## Work to complete
Update the material by replacing "edge" with "boundary" wherever it appears, and leave everything else unchanged.

## Shape annotation entries
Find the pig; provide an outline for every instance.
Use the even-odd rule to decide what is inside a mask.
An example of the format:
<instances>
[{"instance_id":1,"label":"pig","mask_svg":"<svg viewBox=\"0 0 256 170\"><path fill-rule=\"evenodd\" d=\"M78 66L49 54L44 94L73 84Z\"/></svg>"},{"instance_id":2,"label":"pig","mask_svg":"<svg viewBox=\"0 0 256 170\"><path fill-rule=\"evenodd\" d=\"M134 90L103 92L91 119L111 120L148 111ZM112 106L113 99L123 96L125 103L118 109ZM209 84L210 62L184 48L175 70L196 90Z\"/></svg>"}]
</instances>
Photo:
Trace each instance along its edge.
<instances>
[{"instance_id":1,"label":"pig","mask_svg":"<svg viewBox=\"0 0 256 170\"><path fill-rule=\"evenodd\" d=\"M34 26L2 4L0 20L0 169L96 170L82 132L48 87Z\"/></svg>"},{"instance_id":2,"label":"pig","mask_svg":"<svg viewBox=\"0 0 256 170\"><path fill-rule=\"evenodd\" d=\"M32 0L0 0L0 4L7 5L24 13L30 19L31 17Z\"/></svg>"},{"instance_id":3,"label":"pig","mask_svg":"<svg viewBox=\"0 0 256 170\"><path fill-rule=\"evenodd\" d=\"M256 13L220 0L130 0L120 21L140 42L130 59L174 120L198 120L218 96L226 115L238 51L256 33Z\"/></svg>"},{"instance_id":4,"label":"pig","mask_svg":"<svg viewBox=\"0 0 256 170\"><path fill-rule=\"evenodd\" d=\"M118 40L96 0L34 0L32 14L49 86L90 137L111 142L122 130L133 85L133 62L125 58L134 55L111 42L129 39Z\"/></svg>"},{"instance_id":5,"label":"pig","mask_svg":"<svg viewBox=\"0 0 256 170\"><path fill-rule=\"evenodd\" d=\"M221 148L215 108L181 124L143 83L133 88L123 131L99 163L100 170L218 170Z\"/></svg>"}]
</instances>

## Result of this task
Find the pig; provide an outline for every instance.
Use the even-odd rule to decide what is inside a mask.
An example of the format:
<instances>
[{"instance_id":1,"label":"pig","mask_svg":"<svg viewBox=\"0 0 256 170\"><path fill-rule=\"evenodd\" d=\"M78 66L49 54L44 94L73 84Z\"/></svg>"},{"instance_id":2,"label":"pig","mask_svg":"<svg viewBox=\"0 0 256 170\"><path fill-rule=\"evenodd\" d=\"M134 90L103 92L91 119L111 120L148 111ZM112 106L113 99L123 96L125 103L118 109ZM209 84L210 62L184 48L175 70L196 90Z\"/></svg>"}]
</instances>
Photo:
Trace each instance along its boundary.
<instances>
[{"instance_id":1,"label":"pig","mask_svg":"<svg viewBox=\"0 0 256 170\"><path fill-rule=\"evenodd\" d=\"M34 26L2 4L0 20L0 169L96 170L82 132L48 87Z\"/></svg>"},{"instance_id":2,"label":"pig","mask_svg":"<svg viewBox=\"0 0 256 170\"><path fill-rule=\"evenodd\" d=\"M32 0L0 0L0 4L7 5L24 13L30 19L31 17Z\"/></svg>"},{"instance_id":3,"label":"pig","mask_svg":"<svg viewBox=\"0 0 256 170\"><path fill-rule=\"evenodd\" d=\"M256 13L220 0L130 0L120 21L140 42L130 59L174 120L198 120L218 96L226 115L238 51L256 33Z\"/></svg>"},{"instance_id":4,"label":"pig","mask_svg":"<svg viewBox=\"0 0 256 170\"><path fill-rule=\"evenodd\" d=\"M118 40L96 0L34 0L32 14L49 86L90 137L111 142L122 130L133 85L133 62L125 58L134 55L111 42L129 39Z\"/></svg>"},{"instance_id":5,"label":"pig","mask_svg":"<svg viewBox=\"0 0 256 170\"><path fill-rule=\"evenodd\" d=\"M221 148L215 108L181 124L143 83L133 88L123 131L99 163L100 170L218 170Z\"/></svg>"}]
</instances>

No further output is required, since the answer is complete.